• _Source document_:
-- Start --
Data Set Overview
      =================
      This data set (VG1-J-PRA-3-RDR-LOWBAND-6SEC-V1.0) contains
      data acquired by the Voyager-1 Planetary Radio Astronomy (PRA)
      instrument during the Jupiter encounter. The bounding time
      interval set for most Voyager 1 Jupiter PDS data sets is the
      Voyager project defined 'far encounter' mission phase boundary
      (1979-02-28 to 1979-03-22). Since, however, the PRA instrument
      is able to observe planetary phenomenon at much larger ranges
      than other fields and particles experiments, this boundary is
      artificial with respect to PRA. Hence, PRA lowband data
      provided here cover the entire Jupiter Encounter Phase
      (1979-01-06 to 1979-04-13). Data from beyond the far encounter
      interval is contained in the cruise data archive which is
      available from the NSSDC.

      VG1-J-PRA-3-RDR-LOWBAND-6SEC-V1.0 contains data at the highest
      time resolution possible during normal operations. The normal
      mode of PRA operations during the planetary encounters was to
      sweep through the two radio receiver bands, high band (40.5 to
      1.5 MHz in 128 channels spaced 0.3072 MHz apart) and low band
      (1326.0 to 1.2 kHz in 70 channels spaced 19.2 kHz apart) in a
      period of 6 seconds. The receivers measured, on alternate
      samples, the left hand circular and right hand circular (radio
      definition) power.

      Measured Parameters
      ===================
      The data here are from the low frequency receiver band and are
      'packaged' into spacecraft major frame records. Each major
      frame is 48 seconds long or eight sweeps through the PRA
      receiver. The data are calibrated and are given in units of
      'millibels' which is 1000 times the log of the received power.
      Zero millbels corresponds to approximately 1.4 x 10^-21 W m^-2
      Hz^-1, however, this value is never seen in practice. The
      minimum values detected, which includes receiver internal and
      spacecraft generated noise, are about 2300 to 2400 millibels,
      or about 3.5 x 10^-19 W m^-2 Hz^-1; even higher values are seen
      at the very lowest frequencies.

      The data format is ASCII and consists of a time indicator
      followed by an array containing the eight low band sweeps. Time
      is spacecraft event time (SCET) which is basically universal
      time at the spacecraft. Specifically, time is in the form of
      YYMMDD and seconds into YYMMDD. Both are written as I6.
      Example: July 1, 1979 at 12 hours SCET would be 790701, 43200.
      The seconds correspond, to the nearest second, to the start of
      the sweep (which occurs in PRA high band). The first value in
      low band (1326.0 kHz) occurs some 3.9 seconds after this time
      and samples at successively lower frequencies are spaced 0.03
      seconds apart. Only one time is given for the entire major
      frame, thus the start of each sweep is the time given plus 6
      times the sweep number minus 1 (i.e., 0 through 7).
-- End --
• _Supplied material_:
-- Start --
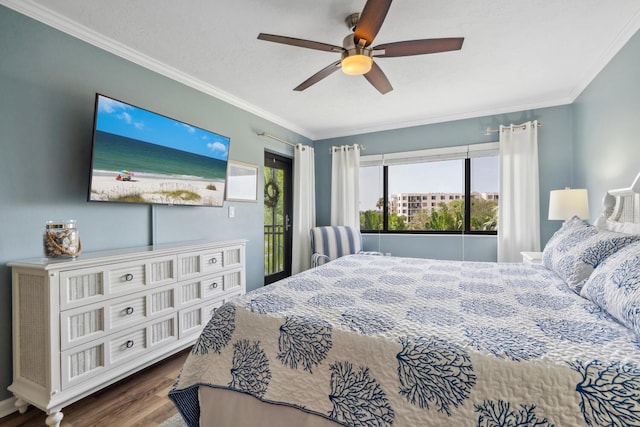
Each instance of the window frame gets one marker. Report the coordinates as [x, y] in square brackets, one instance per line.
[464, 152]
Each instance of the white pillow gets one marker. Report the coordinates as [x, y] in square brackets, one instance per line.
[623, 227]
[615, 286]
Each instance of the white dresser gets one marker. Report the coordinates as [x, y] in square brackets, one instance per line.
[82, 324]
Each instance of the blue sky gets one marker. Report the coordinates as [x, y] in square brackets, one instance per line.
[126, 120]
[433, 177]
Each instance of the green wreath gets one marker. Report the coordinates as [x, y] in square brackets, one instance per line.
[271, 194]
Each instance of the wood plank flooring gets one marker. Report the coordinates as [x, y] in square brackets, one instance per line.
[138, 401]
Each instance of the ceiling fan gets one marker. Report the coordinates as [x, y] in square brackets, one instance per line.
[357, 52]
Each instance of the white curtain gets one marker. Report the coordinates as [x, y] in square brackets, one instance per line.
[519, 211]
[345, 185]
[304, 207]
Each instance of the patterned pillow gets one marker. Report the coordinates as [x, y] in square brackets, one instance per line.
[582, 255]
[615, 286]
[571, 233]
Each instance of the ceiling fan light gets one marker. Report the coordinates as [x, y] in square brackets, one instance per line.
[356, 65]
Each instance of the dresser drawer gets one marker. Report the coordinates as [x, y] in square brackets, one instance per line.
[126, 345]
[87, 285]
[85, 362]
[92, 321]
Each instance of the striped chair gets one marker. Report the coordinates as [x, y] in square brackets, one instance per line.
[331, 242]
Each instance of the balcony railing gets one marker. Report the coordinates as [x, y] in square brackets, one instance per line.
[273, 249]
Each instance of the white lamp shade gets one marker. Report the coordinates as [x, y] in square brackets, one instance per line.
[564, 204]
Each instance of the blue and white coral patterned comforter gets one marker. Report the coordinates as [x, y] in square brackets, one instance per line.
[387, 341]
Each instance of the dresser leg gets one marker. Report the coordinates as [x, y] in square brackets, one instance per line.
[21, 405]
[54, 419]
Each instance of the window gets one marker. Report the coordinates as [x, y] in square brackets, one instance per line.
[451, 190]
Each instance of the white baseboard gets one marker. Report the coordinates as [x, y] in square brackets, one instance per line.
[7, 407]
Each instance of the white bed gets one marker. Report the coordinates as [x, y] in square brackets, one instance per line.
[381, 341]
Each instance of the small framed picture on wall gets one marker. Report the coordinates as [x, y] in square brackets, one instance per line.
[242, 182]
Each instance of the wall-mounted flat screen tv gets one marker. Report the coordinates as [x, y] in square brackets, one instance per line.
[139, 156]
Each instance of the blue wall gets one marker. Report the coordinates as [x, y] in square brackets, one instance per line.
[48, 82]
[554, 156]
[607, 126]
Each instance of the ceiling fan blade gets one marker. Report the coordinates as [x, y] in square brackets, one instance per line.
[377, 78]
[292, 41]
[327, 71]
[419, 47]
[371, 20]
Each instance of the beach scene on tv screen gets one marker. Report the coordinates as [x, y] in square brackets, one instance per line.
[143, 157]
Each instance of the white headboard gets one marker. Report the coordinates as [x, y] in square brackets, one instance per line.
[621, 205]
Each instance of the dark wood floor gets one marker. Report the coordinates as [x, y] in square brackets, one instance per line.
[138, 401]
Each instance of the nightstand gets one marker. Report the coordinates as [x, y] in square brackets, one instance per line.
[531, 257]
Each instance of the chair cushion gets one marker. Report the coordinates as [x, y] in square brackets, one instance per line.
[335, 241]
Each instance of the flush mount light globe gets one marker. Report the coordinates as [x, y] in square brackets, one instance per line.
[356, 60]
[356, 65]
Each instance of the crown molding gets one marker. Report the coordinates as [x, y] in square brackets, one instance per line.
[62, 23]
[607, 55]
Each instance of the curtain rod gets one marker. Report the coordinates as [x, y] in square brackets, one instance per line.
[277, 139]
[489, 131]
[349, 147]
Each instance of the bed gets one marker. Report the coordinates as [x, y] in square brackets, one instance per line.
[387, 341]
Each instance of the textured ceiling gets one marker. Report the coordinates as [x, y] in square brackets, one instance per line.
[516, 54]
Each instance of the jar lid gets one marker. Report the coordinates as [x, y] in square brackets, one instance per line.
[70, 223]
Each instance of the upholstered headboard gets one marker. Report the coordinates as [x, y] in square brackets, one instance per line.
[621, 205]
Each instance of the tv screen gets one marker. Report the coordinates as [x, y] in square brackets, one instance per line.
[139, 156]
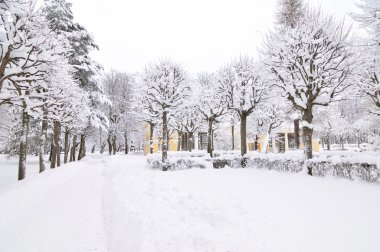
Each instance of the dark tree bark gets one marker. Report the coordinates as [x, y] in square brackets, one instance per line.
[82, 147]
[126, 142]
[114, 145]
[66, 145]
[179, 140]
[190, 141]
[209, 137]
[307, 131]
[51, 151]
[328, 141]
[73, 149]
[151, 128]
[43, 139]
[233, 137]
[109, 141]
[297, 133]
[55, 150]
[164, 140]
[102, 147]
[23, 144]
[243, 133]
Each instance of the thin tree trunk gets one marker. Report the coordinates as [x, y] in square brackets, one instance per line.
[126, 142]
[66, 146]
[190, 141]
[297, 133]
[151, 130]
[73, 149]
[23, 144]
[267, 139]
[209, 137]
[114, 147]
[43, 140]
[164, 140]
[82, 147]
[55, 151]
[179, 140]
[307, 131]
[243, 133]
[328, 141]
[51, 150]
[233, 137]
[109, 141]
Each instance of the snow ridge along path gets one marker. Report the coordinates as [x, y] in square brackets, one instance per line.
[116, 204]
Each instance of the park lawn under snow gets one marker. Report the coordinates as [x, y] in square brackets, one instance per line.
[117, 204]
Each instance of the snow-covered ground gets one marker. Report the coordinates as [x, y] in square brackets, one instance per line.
-- End --
• _Instruction A_:
According to the Voyager PRA data description above, how long is each spacecraft major frame?
• _Instruction B_:
Write out everything in the Voyager PRA data description from "The data format" down to "written as I6.".

• _Correct response A_:
48 seconds, or eight sweeps through the PRA receiver.

• _Correct response B_:
The data format is ASCII and consists of a time indicator
      followed by an array containing the eight low band sweeps. Time
      is spacecraft event time (SCET) which is basically universal
      time at the spacecraft. Specifically, time is in the form of
      YYMMDD and seconds into YYMMDD. Both are written as I6.